- Description of the task
Reproduce word for word the stretch of entries below from the line containing "Point to the beige" through the line containing "x=238, y=591". Omit the pictures.

Task inputs start

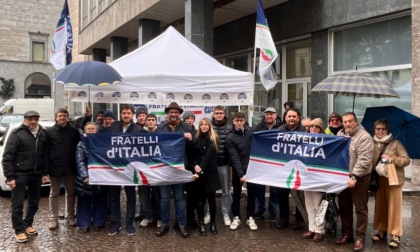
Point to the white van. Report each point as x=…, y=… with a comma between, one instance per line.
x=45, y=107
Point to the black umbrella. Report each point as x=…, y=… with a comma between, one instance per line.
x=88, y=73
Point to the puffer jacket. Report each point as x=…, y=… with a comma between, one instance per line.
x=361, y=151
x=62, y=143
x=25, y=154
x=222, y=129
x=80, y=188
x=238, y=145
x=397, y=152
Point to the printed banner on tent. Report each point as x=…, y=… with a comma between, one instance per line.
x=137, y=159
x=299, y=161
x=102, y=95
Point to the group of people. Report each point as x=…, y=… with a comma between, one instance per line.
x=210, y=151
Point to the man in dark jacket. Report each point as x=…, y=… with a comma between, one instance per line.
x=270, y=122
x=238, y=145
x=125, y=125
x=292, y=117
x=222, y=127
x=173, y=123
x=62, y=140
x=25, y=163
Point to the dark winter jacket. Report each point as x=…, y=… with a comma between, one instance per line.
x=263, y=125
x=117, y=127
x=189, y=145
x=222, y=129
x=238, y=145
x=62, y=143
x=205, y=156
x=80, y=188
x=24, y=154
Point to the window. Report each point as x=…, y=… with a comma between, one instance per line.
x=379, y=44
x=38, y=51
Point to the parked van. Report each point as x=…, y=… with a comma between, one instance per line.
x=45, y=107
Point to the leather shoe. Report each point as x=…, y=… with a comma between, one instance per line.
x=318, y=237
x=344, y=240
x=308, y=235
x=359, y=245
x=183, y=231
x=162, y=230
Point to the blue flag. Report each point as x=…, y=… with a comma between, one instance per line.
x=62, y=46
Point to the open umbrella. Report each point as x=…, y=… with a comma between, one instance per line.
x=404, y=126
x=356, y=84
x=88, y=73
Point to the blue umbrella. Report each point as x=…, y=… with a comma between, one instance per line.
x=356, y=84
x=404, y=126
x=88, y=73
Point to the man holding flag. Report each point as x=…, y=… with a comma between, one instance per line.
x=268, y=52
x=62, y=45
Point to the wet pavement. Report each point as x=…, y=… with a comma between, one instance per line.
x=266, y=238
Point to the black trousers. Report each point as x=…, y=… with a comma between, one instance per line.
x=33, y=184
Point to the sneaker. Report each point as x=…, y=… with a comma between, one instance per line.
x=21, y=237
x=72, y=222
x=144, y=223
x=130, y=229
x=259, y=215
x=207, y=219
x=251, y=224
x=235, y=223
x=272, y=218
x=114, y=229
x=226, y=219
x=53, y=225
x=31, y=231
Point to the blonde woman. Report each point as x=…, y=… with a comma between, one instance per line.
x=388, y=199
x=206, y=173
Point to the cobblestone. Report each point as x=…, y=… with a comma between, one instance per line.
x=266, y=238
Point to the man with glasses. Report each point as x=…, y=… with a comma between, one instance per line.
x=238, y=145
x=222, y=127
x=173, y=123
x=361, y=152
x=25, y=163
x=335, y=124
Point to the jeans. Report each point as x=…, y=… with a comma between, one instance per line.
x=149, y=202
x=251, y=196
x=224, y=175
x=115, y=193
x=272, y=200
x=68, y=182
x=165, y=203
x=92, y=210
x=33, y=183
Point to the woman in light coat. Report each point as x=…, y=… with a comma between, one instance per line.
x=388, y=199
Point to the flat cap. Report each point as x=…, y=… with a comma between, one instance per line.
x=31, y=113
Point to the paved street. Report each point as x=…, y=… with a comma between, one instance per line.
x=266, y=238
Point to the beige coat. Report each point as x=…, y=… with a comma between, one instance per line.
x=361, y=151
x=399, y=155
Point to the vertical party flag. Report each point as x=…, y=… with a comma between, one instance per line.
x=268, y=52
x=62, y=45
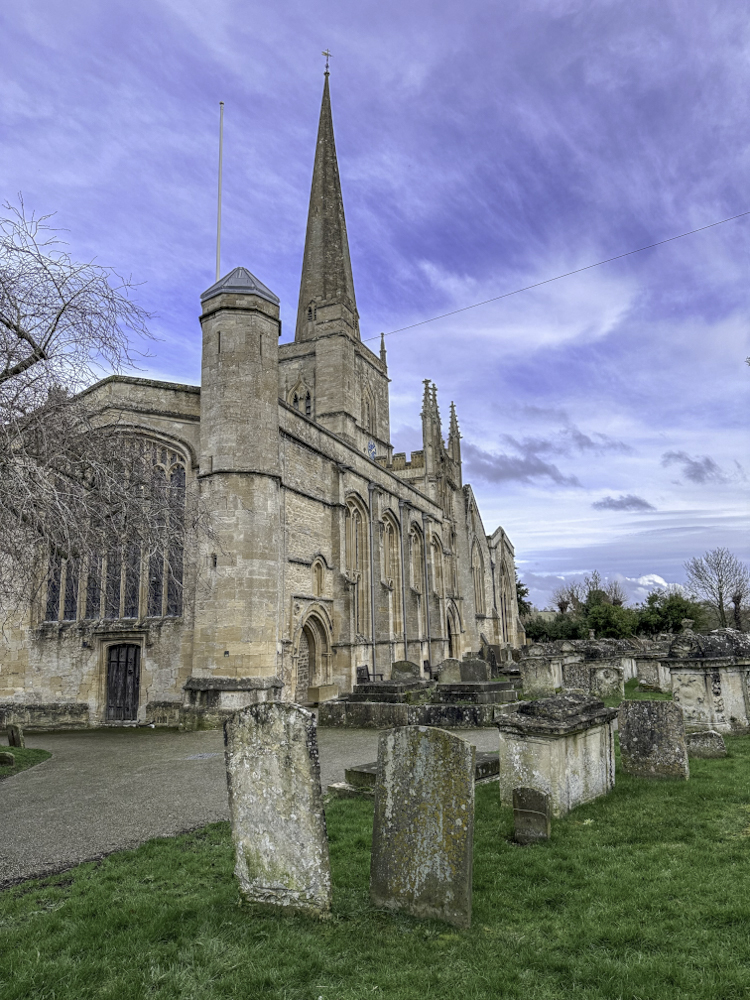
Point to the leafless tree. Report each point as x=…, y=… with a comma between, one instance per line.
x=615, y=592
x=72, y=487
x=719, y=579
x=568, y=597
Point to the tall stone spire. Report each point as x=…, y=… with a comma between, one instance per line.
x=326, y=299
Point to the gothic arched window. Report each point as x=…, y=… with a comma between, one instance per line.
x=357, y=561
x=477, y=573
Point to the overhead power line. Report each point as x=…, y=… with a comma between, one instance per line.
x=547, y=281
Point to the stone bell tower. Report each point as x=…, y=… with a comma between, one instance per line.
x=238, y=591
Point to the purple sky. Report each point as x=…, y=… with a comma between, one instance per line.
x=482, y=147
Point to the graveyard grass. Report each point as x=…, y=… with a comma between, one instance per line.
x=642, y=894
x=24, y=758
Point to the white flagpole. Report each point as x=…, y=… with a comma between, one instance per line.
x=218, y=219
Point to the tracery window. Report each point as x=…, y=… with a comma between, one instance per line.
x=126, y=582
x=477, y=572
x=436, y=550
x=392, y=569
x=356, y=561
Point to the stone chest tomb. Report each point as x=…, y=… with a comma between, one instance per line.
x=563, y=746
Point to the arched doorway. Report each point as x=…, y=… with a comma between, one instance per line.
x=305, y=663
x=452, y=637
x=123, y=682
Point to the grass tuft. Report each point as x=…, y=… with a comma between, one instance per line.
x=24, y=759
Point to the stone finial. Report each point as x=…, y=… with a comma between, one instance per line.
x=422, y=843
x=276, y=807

Task inputs end
Task inputs start

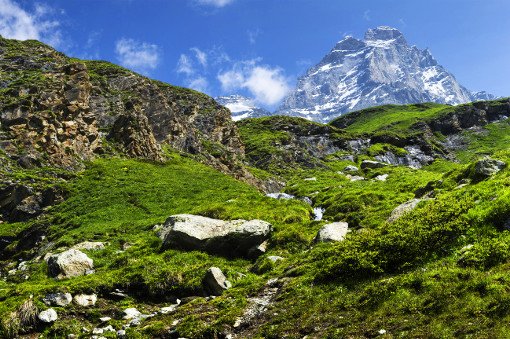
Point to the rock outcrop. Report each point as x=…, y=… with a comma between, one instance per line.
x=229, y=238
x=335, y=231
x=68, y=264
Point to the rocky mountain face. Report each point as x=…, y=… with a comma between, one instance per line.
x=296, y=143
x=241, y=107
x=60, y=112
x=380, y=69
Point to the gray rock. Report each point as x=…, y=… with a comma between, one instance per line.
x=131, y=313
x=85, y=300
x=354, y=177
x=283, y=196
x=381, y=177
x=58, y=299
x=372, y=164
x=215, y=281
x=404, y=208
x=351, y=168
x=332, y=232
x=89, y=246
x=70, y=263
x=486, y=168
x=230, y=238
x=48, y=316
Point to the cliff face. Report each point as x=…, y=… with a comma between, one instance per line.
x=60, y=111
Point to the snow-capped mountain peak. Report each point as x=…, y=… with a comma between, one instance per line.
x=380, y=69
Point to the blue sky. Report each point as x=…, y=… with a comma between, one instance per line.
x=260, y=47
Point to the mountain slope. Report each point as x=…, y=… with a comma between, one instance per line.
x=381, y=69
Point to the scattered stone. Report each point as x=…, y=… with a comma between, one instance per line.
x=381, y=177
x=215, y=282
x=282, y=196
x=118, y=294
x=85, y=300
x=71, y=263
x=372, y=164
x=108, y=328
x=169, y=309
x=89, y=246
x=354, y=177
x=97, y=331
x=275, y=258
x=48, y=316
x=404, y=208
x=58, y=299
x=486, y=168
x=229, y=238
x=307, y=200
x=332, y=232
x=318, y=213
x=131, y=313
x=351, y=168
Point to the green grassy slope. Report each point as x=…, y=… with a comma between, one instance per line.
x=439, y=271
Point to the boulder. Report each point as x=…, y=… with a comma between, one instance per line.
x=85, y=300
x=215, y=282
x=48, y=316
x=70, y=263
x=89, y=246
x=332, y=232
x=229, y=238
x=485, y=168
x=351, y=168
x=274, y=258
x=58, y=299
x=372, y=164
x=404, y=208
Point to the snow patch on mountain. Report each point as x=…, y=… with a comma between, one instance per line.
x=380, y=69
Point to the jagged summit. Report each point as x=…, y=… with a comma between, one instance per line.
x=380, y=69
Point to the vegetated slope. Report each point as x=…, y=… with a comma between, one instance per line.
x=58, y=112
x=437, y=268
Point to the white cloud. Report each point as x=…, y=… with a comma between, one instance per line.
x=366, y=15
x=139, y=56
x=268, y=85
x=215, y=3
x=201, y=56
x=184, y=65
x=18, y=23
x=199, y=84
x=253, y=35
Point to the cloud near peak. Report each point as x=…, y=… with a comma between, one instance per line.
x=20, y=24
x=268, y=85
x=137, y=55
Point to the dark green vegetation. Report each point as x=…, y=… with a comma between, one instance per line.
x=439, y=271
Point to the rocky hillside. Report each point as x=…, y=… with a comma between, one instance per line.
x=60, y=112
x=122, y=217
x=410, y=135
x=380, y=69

Task inputs end
Task inputs start

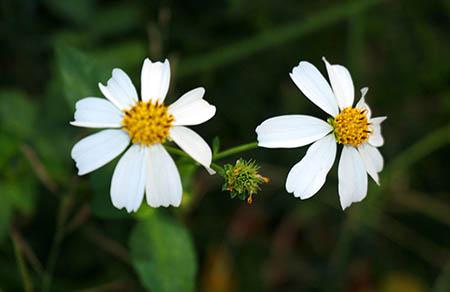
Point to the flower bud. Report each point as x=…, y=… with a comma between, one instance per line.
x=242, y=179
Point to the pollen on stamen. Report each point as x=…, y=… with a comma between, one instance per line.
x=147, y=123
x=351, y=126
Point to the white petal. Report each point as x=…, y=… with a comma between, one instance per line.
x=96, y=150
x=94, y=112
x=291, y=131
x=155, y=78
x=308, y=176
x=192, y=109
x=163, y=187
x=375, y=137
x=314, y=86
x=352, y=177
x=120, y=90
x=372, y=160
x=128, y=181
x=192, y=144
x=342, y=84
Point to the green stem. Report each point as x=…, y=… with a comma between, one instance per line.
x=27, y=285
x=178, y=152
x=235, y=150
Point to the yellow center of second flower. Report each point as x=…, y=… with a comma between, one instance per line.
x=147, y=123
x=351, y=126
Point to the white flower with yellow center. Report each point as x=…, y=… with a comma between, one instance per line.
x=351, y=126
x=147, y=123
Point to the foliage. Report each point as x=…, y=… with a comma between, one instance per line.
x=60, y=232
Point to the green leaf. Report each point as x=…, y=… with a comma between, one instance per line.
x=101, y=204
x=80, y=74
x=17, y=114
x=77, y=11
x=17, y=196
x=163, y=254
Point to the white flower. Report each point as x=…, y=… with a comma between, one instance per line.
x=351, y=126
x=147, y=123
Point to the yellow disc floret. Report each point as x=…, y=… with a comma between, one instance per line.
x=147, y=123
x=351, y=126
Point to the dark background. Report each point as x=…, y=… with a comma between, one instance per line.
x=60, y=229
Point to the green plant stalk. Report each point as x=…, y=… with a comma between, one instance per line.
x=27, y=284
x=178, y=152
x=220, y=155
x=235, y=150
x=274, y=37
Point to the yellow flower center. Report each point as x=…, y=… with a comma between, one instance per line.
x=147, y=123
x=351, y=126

Task inputs end

- Answer to the exercise
Point to the beige coat. Report each point as x=…, y=… with a comma between, one instance per line.
x=361, y=151
x=399, y=155
Point to the vertical party flag. Report each point as x=…, y=… with a comma between, one instance per line.
x=268, y=52
x=62, y=45
Point to the leafless tree. Report each point as x=…, y=… with a comma between, one instance per line.
x=615, y=592
x=72, y=487
x=719, y=579
x=568, y=597
Point to the tall stone spire. Report each point as x=…, y=… with a comma between, one instance per line.
x=326, y=299
Point to the gothic arched window. Report each point as x=…, y=… with a comma between, one instance per line.
x=357, y=561
x=477, y=573
Point to the overhead power line. Report each point as x=…, y=… with a comma between, one instance per line.
x=547, y=281
Point to the stone bell tower. Report each point as x=…, y=… with a comma between, one instance per line.
x=238, y=591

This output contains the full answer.